EXERCISE REQUIREMENTS: Could you turn every line of the data below into a numbered list, skipping blank lines and leaving the pictures out?
※
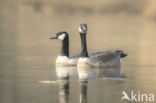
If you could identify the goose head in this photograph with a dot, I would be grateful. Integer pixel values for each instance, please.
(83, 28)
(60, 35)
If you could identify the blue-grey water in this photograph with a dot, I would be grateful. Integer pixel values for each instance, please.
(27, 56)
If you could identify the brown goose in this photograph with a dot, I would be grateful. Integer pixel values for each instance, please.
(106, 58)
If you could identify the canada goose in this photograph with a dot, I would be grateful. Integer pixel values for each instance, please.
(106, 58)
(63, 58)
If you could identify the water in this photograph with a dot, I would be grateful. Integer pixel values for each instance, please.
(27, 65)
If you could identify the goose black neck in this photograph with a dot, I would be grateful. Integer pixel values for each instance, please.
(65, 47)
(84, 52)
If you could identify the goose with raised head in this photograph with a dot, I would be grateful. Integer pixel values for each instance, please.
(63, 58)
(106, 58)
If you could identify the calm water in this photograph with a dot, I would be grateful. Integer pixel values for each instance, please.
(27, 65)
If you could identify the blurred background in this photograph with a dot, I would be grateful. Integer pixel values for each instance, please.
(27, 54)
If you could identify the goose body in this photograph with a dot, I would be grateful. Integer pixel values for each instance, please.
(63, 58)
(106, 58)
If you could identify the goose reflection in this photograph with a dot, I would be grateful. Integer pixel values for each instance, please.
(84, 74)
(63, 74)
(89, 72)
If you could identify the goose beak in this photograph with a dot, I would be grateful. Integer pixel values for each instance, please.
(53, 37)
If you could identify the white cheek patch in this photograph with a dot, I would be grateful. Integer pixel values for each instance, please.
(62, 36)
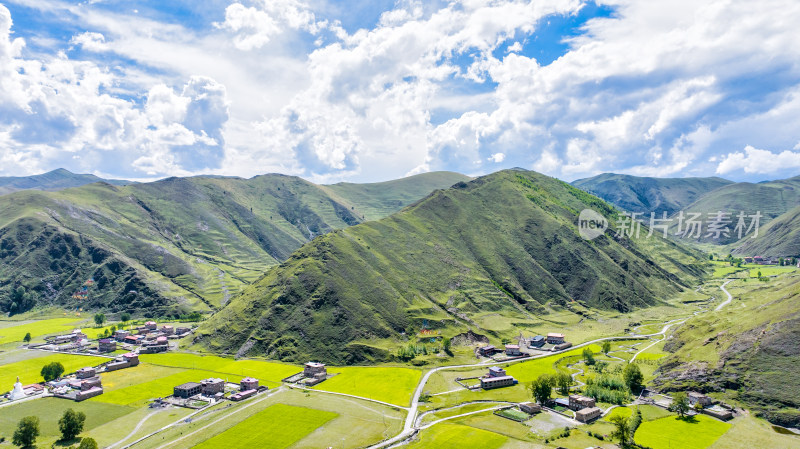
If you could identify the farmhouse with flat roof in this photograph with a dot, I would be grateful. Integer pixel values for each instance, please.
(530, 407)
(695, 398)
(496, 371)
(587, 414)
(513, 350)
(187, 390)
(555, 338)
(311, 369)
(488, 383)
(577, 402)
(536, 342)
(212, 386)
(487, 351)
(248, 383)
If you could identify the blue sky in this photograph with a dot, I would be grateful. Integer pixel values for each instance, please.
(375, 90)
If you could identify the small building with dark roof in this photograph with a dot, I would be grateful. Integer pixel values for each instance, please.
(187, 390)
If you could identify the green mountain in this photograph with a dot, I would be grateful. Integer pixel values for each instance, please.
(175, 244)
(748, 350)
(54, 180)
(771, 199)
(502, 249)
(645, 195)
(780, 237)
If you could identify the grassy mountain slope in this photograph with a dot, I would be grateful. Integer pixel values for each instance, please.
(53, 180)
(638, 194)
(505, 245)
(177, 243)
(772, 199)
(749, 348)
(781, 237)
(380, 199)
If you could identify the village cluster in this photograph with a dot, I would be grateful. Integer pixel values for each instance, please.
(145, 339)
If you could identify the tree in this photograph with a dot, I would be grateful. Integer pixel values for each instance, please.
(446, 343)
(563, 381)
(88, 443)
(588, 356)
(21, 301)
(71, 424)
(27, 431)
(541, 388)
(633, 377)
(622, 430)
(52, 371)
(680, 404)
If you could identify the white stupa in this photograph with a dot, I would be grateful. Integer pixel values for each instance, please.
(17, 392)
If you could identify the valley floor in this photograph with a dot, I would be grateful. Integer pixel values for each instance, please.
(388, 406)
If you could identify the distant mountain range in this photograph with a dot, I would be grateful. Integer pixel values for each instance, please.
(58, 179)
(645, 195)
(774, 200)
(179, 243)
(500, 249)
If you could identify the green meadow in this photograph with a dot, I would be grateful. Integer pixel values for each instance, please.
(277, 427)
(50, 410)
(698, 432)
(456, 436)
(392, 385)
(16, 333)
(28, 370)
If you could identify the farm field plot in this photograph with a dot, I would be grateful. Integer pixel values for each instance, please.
※
SOLUTION FOR THIS PROBLEM:
1. If you could identify the goose head in this photograph with a dot, I would be grateful. Integer pixel values for each instance, please.
2. (83, 28)
3. (60, 35)
4. If you could identify the blue-grey water in this photograph with a dot, I would be grateful. Integer pixel values for each instance, please.
5. (27, 56)
6. If you could identify the brown goose in this photograph with a dot, I would be grateful. Integer pixel values for each instance, please.
7. (106, 58)
8. If you could identify the canada goose in this photograph with a dot, I would be grateful. Integer pixel values for each instance, please.
9. (106, 58)
10. (63, 58)
11. If you could identify the water in this photograph with a dot, I would be grateful. Integer pixel values for each instance, please.
12. (27, 65)
13. If you could identify the goose black neck in this photograph with a dot, I would be grateful. Integer pixel values for each instance, please.
14. (65, 47)
15. (84, 52)
16. If you could identify the goose with raised head in this photograph with a dot, I would be grateful. Integer pixel values for each instance, please.
17. (63, 58)
18. (106, 58)
19. If you could identify the calm water in this photograph with a dot, I would be grateful. Integer pixel values for each instance, please.
20. (27, 65)
21. If you could identify the blurred background in this photograph with a dot, I would be grateful. Integer pixel values for each instance, please.
22. (27, 54)
23. If you could identify the goose body in this photograph with a dot, I would be grateful. Integer pixel values for each instance, please.
24. (63, 58)
25. (106, 58)
26. If you could identify the goose reflection in this photograph with a dot, I would be grateful. Integer pixel values for each instance, please.
27. (84, 74)
28. (63, 74)
29. (89, 72)
30. If you could identify the goose beak in this photograph with a dot, I would be grateful. Integer pixel values for each instance, please.
31. (53, 37)
32. If you could identify the white cheek patch in this photograph with a dot, I would be grateful. Integer pixel values for each instance, please.
33. (62, 36)
34. If you could identify the farmhouse with flat roof in this photograph with a dot, I would be grateful. Integer pixel values for each instance, please.
35. (530, 407)
36. (695, 398)
37. (496, 371)
38. (587, 414)
39. (513, 350)
40. (187, 390)
41. (555, 338)
42. (311, 369)
43. (488, 383)
44. (577, 402)
45. (536, 342)
46. (212, 386)
47. (487, 351)
48. (248, 383)
49. If you could identify the blue sky in this photograph with a dot, I would be grateful. Integer pixel values for each instance, please.
50. (375, 90)
51. If you could identify the small building with dark roof in this photograph with a dot, I would be grateful. Integer pixel values for each instance, please.
52. (187, 390)
53. If you could identify the green mountain in this photograph with a dot, I would be grateful. Integer pixel values for each instance, please.
54. (175, 244)
55. (748, 350)
56. (54, 180)
57. (771, 199)
58. (502, 249)
59. (645, 195)
60. (780, 237)
61. If you could identify the grassy mountain slope in this photograph with a dot, I would be grateful. Integer pixel values for each instance, please.
62. (53, 180)
63. (638, 194)
64. (505, 245)
65. (177, 243)
66. (772, 199)
67. (749, 348)
68. (781, 237)
69. (380, 199)
70. If you could identify the village cluster in this photograph with a dot, I would be grateful. Integer pixel values for each instance, please.
71. (145, 339)
72. If you could identify the tree in this photograph with a dot, I would be grateful. Integer pixel values for each instance, please.
73. (446, 343)
74. (563, 381)
75. (88, 443)
76. (588, 356)
77. (21, 301)
78. (71, 424)
79. (27, 431)
80. (541, 388)
81. (633, 377)
82. (622, 430)
83. (52, 371)
84. (680, 404)
85. If you could identify the white stupa in this photograph with a dot, I would be grateful. Integer pixel values for each instance, please.
86. (17, 392)
87. If you could identify the valley floor in this photograph with a dot, I would be grateful. Integer pixel values for each instance, please.
88. (388, 406)
89. If you could identify the distant mountain range in this photograph with a dot, I would be grateful. Integer pixel values for each instance, please.
90. (58, 179)
91. (645, 195)
92. (774, 200)
93. (179, 243)
94. (500, 249)
95. If you could identify the green meadow in this photograph with a dot, I would be grateful. Integer pixel values for each instance, please.
96. (277, 427)
97. (50, 410)
98. (698, 432)
99. (456, 436)
100. (392, 385)
101. (16, 333)
102. (28, 370)
103. If you could identify the farm field plot in this photograph with a dot, I would be grateful. Integer pixel values for each instance, please.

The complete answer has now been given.